= EXCERPTED TEXT =
▽

My advice, since those names don't immediately evoke the "flavor" of diesel/atom in my opinion, is that you look in to what names you find in games and novels of the style.
Of course you have to ask yourself, is the world inspired by non fiction, or is it completely fictional, are there conlangs and absolutely new cultures with no foundation in the ones we are familiar with? If it is rooted in reality, then you would have the typical racial/cultural rules for how cities/countries sound, for example in Papers Please, it follows a very Balkan/Slavic set of rules for the style, even though it is completely fictional...

△

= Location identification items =
▽

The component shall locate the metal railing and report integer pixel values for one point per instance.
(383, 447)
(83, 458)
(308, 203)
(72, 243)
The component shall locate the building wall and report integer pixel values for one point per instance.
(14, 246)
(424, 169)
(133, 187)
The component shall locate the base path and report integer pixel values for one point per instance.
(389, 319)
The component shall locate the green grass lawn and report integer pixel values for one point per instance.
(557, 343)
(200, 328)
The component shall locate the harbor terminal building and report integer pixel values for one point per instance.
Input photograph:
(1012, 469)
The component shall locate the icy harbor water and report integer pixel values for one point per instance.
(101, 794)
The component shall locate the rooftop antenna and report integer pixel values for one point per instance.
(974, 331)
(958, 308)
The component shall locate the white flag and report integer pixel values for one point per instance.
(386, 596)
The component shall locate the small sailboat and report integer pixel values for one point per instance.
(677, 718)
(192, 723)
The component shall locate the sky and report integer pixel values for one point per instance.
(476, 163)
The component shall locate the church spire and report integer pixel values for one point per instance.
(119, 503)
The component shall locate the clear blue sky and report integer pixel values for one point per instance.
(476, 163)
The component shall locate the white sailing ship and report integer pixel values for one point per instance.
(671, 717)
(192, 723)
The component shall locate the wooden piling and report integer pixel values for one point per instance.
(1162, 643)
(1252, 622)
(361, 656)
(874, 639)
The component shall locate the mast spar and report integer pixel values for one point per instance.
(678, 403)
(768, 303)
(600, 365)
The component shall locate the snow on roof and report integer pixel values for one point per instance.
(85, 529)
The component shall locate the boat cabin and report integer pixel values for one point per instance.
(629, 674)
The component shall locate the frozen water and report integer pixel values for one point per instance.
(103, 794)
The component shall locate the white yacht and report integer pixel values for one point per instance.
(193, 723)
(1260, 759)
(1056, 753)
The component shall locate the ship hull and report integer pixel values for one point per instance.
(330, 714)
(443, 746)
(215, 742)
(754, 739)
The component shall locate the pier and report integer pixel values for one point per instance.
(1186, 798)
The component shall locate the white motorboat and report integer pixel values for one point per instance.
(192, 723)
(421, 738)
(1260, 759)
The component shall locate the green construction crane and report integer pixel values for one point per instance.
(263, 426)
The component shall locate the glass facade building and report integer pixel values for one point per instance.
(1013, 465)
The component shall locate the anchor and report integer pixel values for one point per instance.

△

= TASK DIRECTIONS =
From the post on naming fictional places, copy word for word the passage that begins at "My advice, since" and stops after "is completely fictional...".

= FINAL ANSWER =
My advice, since those names don't immediately evoke the "flavor" of diesel/atom in my opinion, is that you look in to what names you find in games and novels of the style.
Of course you have to ask yourself, is the world inspired by non fiction, or is it completely fictional, are there conlangs and absolutely new cultures with no foundation in the ones we are familiar with? If it is rooted in reality, then you would have the typical racial/cultural rules for how cities/countries sound, for example in Papers Please, it follows a very Balkan/Slavic set of rules for the style, even though it is completely fictional...